Retype the material in full, keeping every word the same.

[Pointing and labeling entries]
+++

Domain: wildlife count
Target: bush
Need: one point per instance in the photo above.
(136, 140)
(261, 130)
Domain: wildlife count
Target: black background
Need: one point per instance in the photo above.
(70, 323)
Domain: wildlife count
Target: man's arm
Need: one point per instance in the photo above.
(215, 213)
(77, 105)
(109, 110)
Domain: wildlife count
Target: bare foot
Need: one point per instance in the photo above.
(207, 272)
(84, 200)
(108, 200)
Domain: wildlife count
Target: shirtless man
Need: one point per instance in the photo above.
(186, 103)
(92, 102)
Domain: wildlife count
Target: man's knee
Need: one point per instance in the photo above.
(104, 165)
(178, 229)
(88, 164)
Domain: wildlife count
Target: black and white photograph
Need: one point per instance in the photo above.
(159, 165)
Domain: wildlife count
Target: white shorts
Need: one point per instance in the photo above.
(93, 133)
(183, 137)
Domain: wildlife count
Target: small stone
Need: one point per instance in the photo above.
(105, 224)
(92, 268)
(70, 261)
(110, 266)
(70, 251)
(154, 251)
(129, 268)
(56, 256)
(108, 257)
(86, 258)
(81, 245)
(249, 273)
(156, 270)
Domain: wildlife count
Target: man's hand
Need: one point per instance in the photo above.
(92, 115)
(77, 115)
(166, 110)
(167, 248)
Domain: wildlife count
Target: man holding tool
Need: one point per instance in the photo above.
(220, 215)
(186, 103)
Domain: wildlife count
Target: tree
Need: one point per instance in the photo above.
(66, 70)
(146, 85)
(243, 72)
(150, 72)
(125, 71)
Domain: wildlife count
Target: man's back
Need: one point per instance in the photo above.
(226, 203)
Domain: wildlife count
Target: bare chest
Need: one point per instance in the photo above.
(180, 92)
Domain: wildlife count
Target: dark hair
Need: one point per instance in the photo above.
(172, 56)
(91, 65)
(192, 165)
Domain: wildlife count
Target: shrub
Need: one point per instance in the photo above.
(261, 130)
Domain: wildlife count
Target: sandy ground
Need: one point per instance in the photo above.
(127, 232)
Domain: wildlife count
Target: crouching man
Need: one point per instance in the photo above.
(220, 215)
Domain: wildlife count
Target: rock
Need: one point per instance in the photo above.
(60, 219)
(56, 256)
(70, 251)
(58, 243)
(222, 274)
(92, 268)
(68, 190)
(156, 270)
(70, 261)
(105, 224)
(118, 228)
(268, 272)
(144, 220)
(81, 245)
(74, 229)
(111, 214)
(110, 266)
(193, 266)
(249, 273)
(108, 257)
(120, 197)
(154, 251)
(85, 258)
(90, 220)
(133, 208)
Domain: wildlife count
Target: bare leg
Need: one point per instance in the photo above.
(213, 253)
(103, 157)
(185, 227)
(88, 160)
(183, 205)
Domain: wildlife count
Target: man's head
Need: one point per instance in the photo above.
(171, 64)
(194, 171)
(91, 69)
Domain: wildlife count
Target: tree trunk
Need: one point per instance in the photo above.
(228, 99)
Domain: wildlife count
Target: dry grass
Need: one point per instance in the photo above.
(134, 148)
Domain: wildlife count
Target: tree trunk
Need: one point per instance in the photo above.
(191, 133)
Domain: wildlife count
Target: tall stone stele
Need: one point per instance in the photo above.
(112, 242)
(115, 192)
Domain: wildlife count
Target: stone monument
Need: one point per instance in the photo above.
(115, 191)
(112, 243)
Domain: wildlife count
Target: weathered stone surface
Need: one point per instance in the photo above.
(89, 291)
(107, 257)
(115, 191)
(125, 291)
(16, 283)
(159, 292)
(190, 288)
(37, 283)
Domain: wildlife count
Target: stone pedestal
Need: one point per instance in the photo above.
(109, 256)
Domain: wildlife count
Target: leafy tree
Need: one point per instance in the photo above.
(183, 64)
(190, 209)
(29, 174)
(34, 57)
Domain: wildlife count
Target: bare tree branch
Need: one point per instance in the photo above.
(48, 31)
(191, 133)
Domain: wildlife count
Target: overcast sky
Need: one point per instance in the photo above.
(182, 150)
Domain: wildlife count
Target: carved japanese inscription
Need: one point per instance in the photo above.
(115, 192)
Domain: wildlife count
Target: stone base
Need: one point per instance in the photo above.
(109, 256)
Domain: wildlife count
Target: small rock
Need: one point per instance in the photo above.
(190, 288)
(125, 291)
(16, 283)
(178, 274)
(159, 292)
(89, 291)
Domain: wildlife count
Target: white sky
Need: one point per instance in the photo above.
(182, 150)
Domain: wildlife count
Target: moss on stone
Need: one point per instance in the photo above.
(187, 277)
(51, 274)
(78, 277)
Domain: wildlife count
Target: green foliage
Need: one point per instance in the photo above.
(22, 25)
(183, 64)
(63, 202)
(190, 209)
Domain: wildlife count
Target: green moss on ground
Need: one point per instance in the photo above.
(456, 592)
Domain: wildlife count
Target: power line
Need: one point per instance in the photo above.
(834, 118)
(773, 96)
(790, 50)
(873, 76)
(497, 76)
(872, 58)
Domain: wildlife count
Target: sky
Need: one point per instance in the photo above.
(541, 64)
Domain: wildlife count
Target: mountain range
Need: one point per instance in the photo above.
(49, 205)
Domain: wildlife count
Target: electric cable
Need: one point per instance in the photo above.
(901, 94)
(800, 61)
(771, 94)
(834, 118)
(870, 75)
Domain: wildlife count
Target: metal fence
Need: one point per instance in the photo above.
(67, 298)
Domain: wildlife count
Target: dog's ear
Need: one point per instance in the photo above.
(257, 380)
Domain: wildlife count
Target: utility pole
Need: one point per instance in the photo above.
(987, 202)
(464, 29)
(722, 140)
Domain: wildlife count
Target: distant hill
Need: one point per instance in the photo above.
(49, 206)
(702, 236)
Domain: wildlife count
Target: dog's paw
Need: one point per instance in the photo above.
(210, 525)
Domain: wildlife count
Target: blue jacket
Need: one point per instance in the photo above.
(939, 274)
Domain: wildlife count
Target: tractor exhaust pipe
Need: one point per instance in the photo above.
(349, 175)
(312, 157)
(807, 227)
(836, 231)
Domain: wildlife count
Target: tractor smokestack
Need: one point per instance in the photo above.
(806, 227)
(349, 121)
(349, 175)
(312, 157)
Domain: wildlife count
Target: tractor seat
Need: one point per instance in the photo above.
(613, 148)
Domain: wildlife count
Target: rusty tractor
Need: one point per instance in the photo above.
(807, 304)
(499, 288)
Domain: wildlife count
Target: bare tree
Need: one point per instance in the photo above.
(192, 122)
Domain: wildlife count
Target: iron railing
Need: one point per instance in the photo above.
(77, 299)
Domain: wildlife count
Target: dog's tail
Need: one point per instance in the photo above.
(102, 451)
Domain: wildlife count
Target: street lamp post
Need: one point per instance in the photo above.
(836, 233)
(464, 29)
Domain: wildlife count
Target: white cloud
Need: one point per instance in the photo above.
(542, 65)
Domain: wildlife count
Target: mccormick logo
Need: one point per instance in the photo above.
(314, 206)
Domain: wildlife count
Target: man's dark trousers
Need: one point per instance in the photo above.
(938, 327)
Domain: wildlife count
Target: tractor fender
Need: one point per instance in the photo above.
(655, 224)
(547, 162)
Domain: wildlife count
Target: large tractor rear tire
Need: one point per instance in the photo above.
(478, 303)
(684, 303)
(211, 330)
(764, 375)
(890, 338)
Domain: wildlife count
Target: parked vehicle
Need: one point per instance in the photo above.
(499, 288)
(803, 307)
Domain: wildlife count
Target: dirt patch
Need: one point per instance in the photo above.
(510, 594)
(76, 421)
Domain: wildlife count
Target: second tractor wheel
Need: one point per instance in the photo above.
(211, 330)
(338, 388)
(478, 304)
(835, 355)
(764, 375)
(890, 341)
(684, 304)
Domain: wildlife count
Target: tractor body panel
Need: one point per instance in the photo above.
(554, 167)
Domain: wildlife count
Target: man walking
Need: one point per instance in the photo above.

+++

COMPLETE RESPONSE
Domain: wildlife count
Target: bush
Need: one point per instance in the photo above.
(136, 140)
(261, 130)
Domain: wildlife count
Target: black background
Need: one point per instance in the photo above.
(70, 323)
Domain: wildlife count
Target: man's arm
Need: one point per instance in the photo above.
(215, 213)
(77, 105)
(109, 110)
Domain: wildlife count
Target: bare foot
Need: one point per instance in the photo above.
(207, 272)
(84, 200)
(108, 200)
Domain: wildlife count
Target: shirtless man
Need: one point per instance in the photo above.
(186, 103)
(92, 102)
Domain: wildlife count
Target: man's knee
Need: one point per instance in the photo above.
(104, 165)
(178, 229)
(88, 164)
Domain: wildlife count
Target: black and white photograph
Need: one point per instance in the photo above.
(159, 165)
Domain: wildlife count
Target: white shorts
Need: one point per instance in the photo above.
(93, 133)
(183, 137)
Domain: wildlife count
Target: small stone
Need: one point per instance in the photo above.
(105, 224)
(92, 268)
(70, 261)
(110, 266)
(70, 251)
(154, 251)
(129, 268)
(56, 256)
(108, 257)
(86, 258)
(81, 245)
(249, 273)
(156, 270)
Domain: wildlife count
Target: man's hand
Need: one point per instance in the photo above.
(92, 115)
(77, 115)
(166, 110)
(167, 248)
Domain: wildlife count
Target: man holding tool
Need: one point per instance in the photo above.
(220, 215)
(186, 103)
Domain: wildlife count
Target: tree
Need: one point per instance in the photo above.
(66, 70)
(146, 85)
(243, 72)
(150, 72)
(125, 71)
Domain: wildlife count
Target: man's back
Need: one point per instance in the photo above.
(226, 203)
Domain: wildlife count
Target: bare chest
Need: one point per instance in the photo above.
(180, 92)
Domain: wildlife count
Target: dark hair
Need: one point per instance in the photo above.
(172, 56)
(91, 65)
(192, 165)
Domain: wildlife count
Target: shrub
Need: one point per instance in the photo above.
(261, 130)
Domain: wildlife count
Target: sandy ground
Need: one point per instance in the photo above.
(127, 232)
Domain: wildlife count
Target: crouching man
Need: one point per instance in the photo above.
(220, 215)
Domain: wildlife count
Target: rock
Need: one point per instance in the photo above.
(60, 219)
(56, 256)
(70, 251)
(58, 243)
(222, 274)
(92, 268)
(68, 190)
(156, 270)
(70, 261)
(105, 224)
(118, 228)
(268, 272)
(144, 220)
(81, 245)
(74, 229)
(111, 214)
(110, 266)
(193, 266)
(249, 273)
(108, 257)
(120, 197)
(154, 251)
(85, 258)
(90, 220)
(133, 208)
Domain: wildlife count
Target: bare leg
Need: one point per instance in the photo above.
(213, 253)
(103, 157)
(185, 227)
(88, 160)
(183, 205)
Domain: wildlife count
Target: man's head
Need: one point per instance in the photo above.
(171, 64)
(194, 171)
(91, 69)
Domain: wildlife count
Target: tree trunk
Need: one point per instance in the photo above.
(228, 99)
Domain: wildlife count
Target: dry grass
Need: one point per instance in the photo above.
(134, 148)
Domain: wildlife count
Target: tree trunk
Need: one point per instance in the photo above.
(191, 133)
Domain: wildlife count
Target: tall stone stele
Need: one point per instance in the photo above.
(112, 242)
(115, 192)
Domain: wildlife count
Target: stone monument
Need: one point per instance in the photo above.
(115, 191)
(112, 243)
Domain: wildlife count
Target: weathered stone surface
Need: one point per instance in the photo above.
(89, 291)
(107, 257)
(115, 191)
(125, 291)
(16, 283)
(159, 292)
(190, 288)
(37, 283)
Domain: wildlife count
Target: stone pedestal
Need: one point per instance in the photo above.
(109, 256)
Domain: wildlife count
Target: leafy tree
Need: one point per instance in the photo above.
(183, 64)
(190, 209)
(29, 174)
(34, 57)
Domain: wildlife count
Target: bare tree branch
Need: one point per instance in the photo above.
(48, 31)
(191, 133)
Domain: wildlife count
Target: overcast sky
Need: one point per instance in the photo above.
(182, 150)
Domain: wildlife count
Target: carved japanese inscription
Need: one point per instance in the photo above.
(115, 192)
Domain: wildlife count
Target: stone base
Need: one point per instance in the photo above.
(109, 256)
Domain: wildlife count
Target: small rock
Need: one point per instance in the photo above.
(190, 288)
(125, 291)
(16, 283)
(178, 274)
(159, 292)
(89, 291)
Domain: wildlife count
Target: white sky
Need: one point per instance in the photo above.
(182, 150)
Domain: wildlife count
Target: moss on stone
Need: one point per instance in the photo above.
(187, 277)
(51, 274)
(78, 277)
Domain: wildlife count
Target: green foliage
Need: one point per instance in the photo above.
(22, 25)
(183, 64)
(63, 202)
(190, 209)
Domain: wildlife count
Target: green moss on ground
Need: one point per instance in the photo above.
(456, 592)
Domain: wildlife count
Target: power line
Need: one point per instance in the photo above.
(834, 118)
(773, 96)
(790, 50)
(873, 76)
(497, 76)
(872, 58)
Domain: wildlife count
Target: sky
Need: one point per instance in the photo above.
(541, 64)
Domain: wildlife count
Target: mountain range
Need: one point per instance in the photo above.
(49, 205)
Domain: wildlife count
Target: electric cable
Need: one point per instance in the photo above.
(901, 94)
(800, 61)
(771, 94)
(834, 118)
(870, 75)
Domain: wildlife count
Target: metal fence
Need: one point per instance in the photo above.
(67, 298)
Domain: wildlife count
Target: dog's ear
Need: one point per instance in the photo above.
(257, 380)
Domain: wildlife count
Target: utility pole
Need: one point per instance in the photo above.
(987, 202)
(464, 29)
(722, 140)
Domain: wildlife count
Target: distant hill
Need: one point per instance in the photo above.
(49, 206)
(702, 236)
Domain: wildlife count
Target: dog's paw
Need: one point per instance in the photo above.
(210, 525)
Domain: wildlife count
Target: blue jacket
Need: one point per instance in the photo above.
(939, 274)
Domain: wildlife count
Target: tractor exhaust pipe
Need: one point per instance in the photo above.
(349, 175)
(312, 157)
(807, 227)
(836, 231)
Domain: wildlife count
Target: tractor smokestack
Need: one point per instance in the photo above.
(806, 227)
(349, 121)
(349, 175)
(312, 157)
Domain: wildlife count
Target: tractor seat
Need: one point per instance in the photo above.
(613, 148)
Domain: wildlife count
Target: rusty tractor
Need: one point per instance in the photo above.
(807, 304)
(499, 288)
Domain: wildlife count
Target: bare tree
Need: one point per instance in the photo above.
(192, 122)
Domain: wildlife count
Target: iron railing
Need: one point per instance in the photo above.
(77, 299)
Domain: wildlife count
Target: dog's tail
Need: one point per instance in the photo above.
(102, 451)
Domain: wildlife count
Target: street lamp post
Need: one point per instance in the photo above.
(836, 233)
(464, 29)
Domain: wildlife count
Target: white cloud
Need: one point per instance in the photo above.
(542, 65)
Domain: wildlife count
Target: mccormick logo
Need: one point per instance in the photo above.
(314, 206)
Domain: wildlife count
Target: man's dark trousers
Need: one point per instance in the photo above.
(938, 327)
Domain: wildlife count
Target: tractor fender
Need: one point per instance in the photo above.
(655, 224)
(547, 162)
Domain: wildlife count
Target: large tractor rear tire
Need: one point per instance in the photo above.
(478, 303)
(684, 303)
(211, 330)
(764, 375)
(890, 338)
Domain: wildlife count
Target: parked vehicle
Need: one point per instance in the photo above.
(499, 288)
(803, 307)
Domain: wildlife count
Target: dirt patch
Need: one point per instance in the photo above.
(510, 594)
(76, 421)
Domain: wildlife count
Target: second tractor wheel
Need: one point per instance in the photo above.
(211, 330)
(338, 388)
(478, 304)
(835, 355)
(764, 375)
(890, 341)
(684, 304)
Domain: wildlife count
Target: tractor body panel
Need: one point per instance in the photo above.
(554, 167)
Domain: wildlife count
Target: man walking
Need: one point per instance in the photo above.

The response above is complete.